DIRECTION =
The exercise asks for every line of the data to be reproduced exactly.

DATA IN THIS EXERCISE =
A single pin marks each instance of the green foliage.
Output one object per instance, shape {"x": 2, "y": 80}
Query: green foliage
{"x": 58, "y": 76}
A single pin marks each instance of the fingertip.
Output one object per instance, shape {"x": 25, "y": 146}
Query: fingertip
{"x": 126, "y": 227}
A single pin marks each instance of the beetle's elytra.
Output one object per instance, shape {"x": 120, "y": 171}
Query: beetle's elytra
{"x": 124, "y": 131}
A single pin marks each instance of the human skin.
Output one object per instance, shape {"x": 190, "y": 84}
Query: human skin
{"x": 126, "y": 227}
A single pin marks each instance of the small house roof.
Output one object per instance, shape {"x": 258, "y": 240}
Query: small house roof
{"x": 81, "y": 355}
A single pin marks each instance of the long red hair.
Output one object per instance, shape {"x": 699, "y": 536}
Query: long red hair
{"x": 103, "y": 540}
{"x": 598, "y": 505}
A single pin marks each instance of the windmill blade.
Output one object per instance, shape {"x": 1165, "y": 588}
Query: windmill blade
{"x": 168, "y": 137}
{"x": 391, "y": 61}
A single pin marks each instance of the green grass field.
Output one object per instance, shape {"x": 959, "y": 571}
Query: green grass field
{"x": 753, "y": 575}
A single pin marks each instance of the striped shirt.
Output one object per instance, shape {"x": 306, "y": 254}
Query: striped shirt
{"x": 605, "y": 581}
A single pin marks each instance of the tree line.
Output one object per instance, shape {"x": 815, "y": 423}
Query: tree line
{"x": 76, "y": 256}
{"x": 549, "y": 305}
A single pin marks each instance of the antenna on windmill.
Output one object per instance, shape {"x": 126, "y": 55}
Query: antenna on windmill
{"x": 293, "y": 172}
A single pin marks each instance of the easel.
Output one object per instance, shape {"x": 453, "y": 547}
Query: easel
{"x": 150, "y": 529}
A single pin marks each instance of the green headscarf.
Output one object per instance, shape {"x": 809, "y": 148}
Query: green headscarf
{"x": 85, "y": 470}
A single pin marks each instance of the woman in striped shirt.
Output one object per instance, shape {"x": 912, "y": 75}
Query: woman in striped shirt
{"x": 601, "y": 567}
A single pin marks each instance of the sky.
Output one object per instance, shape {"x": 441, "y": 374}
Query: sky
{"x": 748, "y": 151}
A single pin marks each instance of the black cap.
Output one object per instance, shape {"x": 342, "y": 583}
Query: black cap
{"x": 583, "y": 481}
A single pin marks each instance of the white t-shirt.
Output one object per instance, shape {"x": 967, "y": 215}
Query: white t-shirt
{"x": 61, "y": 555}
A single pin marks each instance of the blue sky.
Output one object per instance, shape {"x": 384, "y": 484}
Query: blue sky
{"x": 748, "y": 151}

TASK RESPONSE =
A single pin marks each instance of the green foliage.
Output one object per instance, shape {"x": 2, "y": 80}
Query: green foliage
{"x": 58, "y": 76}
A single pin marks each instance of the fingertip.
Output one object per instance, shape {"x": 25, "y": 146}
Query: fingertip
{"x": 126, "y": 227}
A single pin marks each instance of the beetle's elytra.
Output one object per instance, shape {"x": 120, "y": 171}
Query: beetle's elytra
{"x": 124, "y": 131}
A single pin marks each instance of the human skin.
Output one object per instance, shape {"x": 190, "y": 84}
Query: human skin
{"x": 126, "y": 227}
A single pin marks each instance of the small house roof.
Output one object per instance, shape {"x": 258, "y": 240}
Query: small house roof
{"x": 81, "y": 355}
A single pin marks each instance of the long red hair.
Output one object per instance, shape {"x": 699, "y": 536}
Query: long red hair
{"x": 103, "y": 540}
{"x": 598, "y": 505}
A single pin marks each instance of the windmill blade.
Output one object per instance, shape {"x": 1165, "y": 588}
Query: windmill blade
{"x": 168, "y": 137}
{"x": 391, "y": 61}
A single pin marks each instance of the green grass field.
Output one object per instance, shape {"x": 959, "y": 571}
Query: green grass field
{"x": 753, "y": 575}
A single pin marks each instance of the striped shirt.
Output one object per instance, shape {"x": 306, "y": 254}
Query: striped shirt
{"x": 605, "y": 581}
A single pin marks each instance of the tree line.
Output one object per instance, shape {"x": 815, "y": 423}
Query: tree line
{"x": 76, "y": 256}
{"x": 549, "y": 305}
A single pin marks each instance of the antenna on windmill.
Output one object per instance, shape {"x": 126, "y": 55}
Query: antenna on windmill
{"x": 293, "y": 172}
A single pin marks each instance of the easel.
Output one object per instance, shape {"x": 453, "y": 547}
Query: easel
{"x": 150, "y": 529}
A single pin marks each instance of the green headscarf.
Output one object per instance, shape {"x": 809, "y": 148}
Query: green headscarf
{"x": 85, "y": 470}
A single pin marks each instance of the woman in striped shirt.
Output one object per instance, shape {"x": 912, "y": 75}
Query: woman in striped shirt
{"x": 601, "y": 567}
A single pin marks each instance of the sky.
Output one object per instance, shape {"x": 441, "y": 374}
Query: sky
{"x": 748, "y": 151}
A single pin marks each instance of the black cap.
Output one object per instance, shape {"x": 342, "y": 583}
Query: black cap
{"x": 583, "y": 481}
A single pin marks each instance of the white t-shirt.
Output one object per instance, shape {"x": 967, "y": 215}
Query: white t-shirt
{"x": 61, "y": 555}
A single pin marks each instance of the blue sky.
Output one object per instance, shape {"x": 384, "y": 484}
Query: blue sky
{"x": 748, "y": 151}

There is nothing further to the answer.